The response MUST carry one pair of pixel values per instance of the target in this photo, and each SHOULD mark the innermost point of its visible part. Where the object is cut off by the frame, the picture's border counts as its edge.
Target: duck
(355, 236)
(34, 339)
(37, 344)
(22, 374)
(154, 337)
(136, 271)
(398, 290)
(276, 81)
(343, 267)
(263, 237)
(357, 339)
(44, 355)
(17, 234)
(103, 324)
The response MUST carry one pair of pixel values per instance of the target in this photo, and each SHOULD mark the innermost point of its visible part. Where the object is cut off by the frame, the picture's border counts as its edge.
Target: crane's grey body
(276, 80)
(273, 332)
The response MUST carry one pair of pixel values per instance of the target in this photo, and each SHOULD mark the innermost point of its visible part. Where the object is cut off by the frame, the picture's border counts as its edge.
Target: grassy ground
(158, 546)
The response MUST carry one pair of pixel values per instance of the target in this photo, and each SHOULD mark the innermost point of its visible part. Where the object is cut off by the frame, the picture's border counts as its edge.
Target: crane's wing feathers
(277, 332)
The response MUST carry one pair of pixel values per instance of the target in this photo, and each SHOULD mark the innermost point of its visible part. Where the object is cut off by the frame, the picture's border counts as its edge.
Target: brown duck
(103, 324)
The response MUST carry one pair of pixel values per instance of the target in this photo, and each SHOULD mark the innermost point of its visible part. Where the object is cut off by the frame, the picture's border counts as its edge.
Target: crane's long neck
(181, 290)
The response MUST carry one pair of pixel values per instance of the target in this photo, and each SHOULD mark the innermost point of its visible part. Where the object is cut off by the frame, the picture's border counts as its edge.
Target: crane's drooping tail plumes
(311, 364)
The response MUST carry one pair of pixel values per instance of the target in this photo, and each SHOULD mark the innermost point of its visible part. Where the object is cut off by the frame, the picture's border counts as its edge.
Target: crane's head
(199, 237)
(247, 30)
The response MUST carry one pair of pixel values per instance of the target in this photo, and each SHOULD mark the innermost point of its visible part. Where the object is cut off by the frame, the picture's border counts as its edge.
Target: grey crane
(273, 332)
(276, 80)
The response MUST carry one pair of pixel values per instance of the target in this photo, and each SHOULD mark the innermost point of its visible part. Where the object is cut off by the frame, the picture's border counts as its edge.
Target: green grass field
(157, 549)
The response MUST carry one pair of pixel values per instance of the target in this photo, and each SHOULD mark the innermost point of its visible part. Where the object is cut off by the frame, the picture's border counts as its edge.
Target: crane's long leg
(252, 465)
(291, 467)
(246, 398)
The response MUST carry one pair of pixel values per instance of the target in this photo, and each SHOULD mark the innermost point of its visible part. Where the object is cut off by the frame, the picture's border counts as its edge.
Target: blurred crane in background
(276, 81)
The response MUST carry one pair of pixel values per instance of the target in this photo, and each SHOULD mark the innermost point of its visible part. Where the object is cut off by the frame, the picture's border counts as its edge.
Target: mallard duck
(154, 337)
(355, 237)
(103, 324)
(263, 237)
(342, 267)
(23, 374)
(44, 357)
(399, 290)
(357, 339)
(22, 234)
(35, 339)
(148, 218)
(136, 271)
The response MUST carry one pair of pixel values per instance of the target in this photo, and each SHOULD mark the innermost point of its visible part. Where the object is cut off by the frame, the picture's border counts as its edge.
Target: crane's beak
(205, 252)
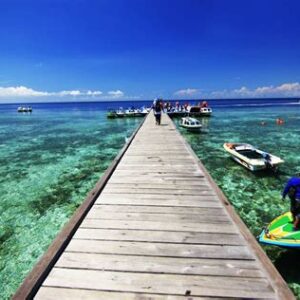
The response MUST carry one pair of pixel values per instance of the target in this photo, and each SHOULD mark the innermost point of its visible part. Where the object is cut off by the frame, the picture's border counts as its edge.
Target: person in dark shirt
(292, 189)
(157, 111)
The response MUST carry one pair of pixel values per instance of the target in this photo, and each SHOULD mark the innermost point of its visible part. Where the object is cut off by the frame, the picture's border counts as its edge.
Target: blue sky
(140, 49)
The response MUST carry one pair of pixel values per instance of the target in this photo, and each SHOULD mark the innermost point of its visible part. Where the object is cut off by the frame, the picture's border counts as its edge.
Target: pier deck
(162, 229)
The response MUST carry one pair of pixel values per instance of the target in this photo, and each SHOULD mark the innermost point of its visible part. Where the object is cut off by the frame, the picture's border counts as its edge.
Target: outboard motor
(268, 162)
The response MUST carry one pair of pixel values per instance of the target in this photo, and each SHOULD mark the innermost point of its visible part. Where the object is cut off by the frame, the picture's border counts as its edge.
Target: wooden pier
(159, 229)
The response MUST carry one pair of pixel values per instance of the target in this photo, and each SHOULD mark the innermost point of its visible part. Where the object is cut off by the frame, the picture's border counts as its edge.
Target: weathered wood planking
(160, 229)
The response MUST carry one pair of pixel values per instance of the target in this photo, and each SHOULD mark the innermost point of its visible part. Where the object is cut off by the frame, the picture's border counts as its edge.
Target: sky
(90, 50)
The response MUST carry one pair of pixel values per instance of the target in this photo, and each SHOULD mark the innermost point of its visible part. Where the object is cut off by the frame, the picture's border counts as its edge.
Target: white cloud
(283, 90)
(69, 93)
(116, 94)
(94, 93)
(21, 91)
(186, 92)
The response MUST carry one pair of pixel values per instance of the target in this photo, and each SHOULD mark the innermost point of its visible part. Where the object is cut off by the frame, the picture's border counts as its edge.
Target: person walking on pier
(292, 189)
(157, 111)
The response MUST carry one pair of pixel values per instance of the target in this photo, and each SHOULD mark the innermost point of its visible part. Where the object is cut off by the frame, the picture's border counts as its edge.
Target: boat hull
(280, 233)
(251, 158)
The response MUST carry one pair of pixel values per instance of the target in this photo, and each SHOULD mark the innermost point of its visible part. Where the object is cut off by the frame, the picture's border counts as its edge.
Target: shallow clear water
(256, 196)
(49, 160)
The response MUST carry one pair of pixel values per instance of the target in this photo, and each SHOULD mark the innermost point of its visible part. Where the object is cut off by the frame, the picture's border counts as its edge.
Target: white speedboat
(24, 109)
(190, 124)
(251, 157)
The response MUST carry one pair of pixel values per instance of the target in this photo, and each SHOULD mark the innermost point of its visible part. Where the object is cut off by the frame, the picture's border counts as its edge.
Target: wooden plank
(54, 293)
(160, 284)
(154, 191)
(160, 249)
(160, 265)
(157, 202)
(148, 225)
(99, 215)
(183, 185)
(159, 236)
(211, 211)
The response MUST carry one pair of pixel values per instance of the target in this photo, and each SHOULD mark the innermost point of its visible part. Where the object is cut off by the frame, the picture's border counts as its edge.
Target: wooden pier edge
(35, 278)
(278, 283)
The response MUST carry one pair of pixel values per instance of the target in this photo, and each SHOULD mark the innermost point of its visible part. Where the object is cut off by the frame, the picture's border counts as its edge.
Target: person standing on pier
(157, 111)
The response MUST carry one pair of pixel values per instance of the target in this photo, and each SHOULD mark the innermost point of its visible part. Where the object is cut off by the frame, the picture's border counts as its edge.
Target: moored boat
(111, 114)
(251, 157)
(191, 124)
(280, 233)
(205, 111)
(24, 109)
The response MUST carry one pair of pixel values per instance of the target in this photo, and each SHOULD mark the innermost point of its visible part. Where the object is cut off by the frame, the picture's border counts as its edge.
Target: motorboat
(120, 113)
(202, 110)
(280, 232)
(111, 114)
(205, 111)
(24, 109)
(191, 124)
(251, 157)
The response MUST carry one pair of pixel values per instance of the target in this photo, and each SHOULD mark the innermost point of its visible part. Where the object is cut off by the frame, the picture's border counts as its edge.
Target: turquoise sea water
(50, 159)
(255, 196)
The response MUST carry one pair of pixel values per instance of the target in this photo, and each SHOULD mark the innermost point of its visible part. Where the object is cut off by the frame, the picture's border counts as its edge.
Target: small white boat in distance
(252, 158)
(190, 124)
(24, 109)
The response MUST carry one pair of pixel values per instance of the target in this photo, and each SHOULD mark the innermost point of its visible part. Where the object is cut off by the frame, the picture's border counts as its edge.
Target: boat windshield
(250, 153)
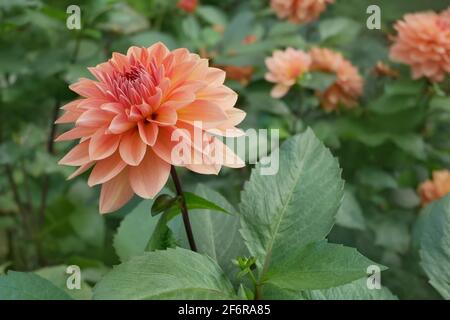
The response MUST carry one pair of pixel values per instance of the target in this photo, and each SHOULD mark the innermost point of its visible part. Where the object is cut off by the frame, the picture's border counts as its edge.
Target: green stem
(184, 210)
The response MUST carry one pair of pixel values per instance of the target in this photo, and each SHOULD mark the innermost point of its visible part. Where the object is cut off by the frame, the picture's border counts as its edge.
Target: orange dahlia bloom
(284, 69)
(132, 120)
(348, 86)
(299, 11)
(436, 188)
(423, 42)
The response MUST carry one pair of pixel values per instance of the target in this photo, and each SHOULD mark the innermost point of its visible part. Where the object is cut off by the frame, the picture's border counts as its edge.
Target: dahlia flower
(348, 86)
(299, 11)
(132, 120)
(423, 43)
(436, 188)
(188, 6)
(285, 67)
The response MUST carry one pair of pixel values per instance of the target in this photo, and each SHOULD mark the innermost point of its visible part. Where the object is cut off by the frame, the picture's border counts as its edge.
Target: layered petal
(150, 176)
(115, 193)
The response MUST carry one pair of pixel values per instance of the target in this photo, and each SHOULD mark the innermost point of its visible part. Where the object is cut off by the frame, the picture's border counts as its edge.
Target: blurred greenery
(386, 146)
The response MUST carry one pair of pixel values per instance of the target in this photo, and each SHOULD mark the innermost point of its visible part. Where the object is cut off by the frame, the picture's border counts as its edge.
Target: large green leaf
(135, 231)
(357, 290)
(58, 276)
(350, 214)
(286, 211)
(435, 245)
(216, 234)
(319, 265)
(169, 274)
(29, 286)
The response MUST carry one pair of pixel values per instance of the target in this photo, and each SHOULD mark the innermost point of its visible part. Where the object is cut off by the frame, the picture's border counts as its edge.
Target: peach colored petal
(115, 193)
(121, 124)
(299, 11)
(68, 117)
(202, 110)
(106, 169)
(165, 116)
(81, 170)
(132, 148)
(87, 88)
(150, 176)
(279, 91)
(78, 156)
(76, 133)
(436, 188)
(349, 84)
(127, 117)
(94, 118)
(423, 43)
(103, 144)
(164, 144)
(148, 132)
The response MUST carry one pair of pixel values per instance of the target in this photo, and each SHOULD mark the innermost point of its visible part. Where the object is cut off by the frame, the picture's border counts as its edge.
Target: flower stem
(184, 211)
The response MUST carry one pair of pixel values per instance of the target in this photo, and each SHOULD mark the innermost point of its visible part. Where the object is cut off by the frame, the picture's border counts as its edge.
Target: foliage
(299, 234)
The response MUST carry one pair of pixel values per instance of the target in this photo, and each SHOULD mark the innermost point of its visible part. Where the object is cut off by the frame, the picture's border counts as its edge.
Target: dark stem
(184, 211)
(50, 150)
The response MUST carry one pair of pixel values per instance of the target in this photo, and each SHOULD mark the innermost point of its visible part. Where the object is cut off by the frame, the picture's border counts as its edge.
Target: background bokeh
(386, 146)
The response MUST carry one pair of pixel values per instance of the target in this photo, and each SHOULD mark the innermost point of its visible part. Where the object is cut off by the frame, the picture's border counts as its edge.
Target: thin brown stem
(184, 210)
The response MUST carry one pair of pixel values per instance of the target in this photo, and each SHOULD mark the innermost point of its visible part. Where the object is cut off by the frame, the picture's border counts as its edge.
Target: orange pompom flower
(299, 11)
(285, 67)
(436, 188)
(128, 117)
(348, 86)
(423, 43)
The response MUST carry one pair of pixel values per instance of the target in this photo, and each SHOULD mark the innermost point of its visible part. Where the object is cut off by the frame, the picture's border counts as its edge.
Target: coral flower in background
(126, 120)
(284, 69)
(242, 74)
(436, 188)
(348, 86)
(188, 6)
(299, 11)
(423, 43)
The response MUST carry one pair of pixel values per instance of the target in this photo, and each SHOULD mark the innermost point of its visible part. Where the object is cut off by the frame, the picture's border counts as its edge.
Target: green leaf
(162, 203)
(29, 286)
(169, 274)
(350, 214)
(319, 265)
(89, 226)
(194, 201)
(391, 104)
(338, 31)
(435, 245)
(317, 80)
(296, 206)
(135, 231)
(216, 235)
(58, 276)
(191, 28)
(376, 179)
(356, 290)
(212, 15)
(238, 28)
(440, 103)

──────────

■ What is asked
Gather every line from the rows above that contains the word "crane", and list those lines in the order they appear.

■ Solved problem
Target: crane's grey body
Target: crane's wing feathers
Target: crane's long neck
Target: crane's drooping tail plumes
Target: crane's head
Target: grey crane
Target: crane's long leg
Target: blurred crane in background
Target: crane's beak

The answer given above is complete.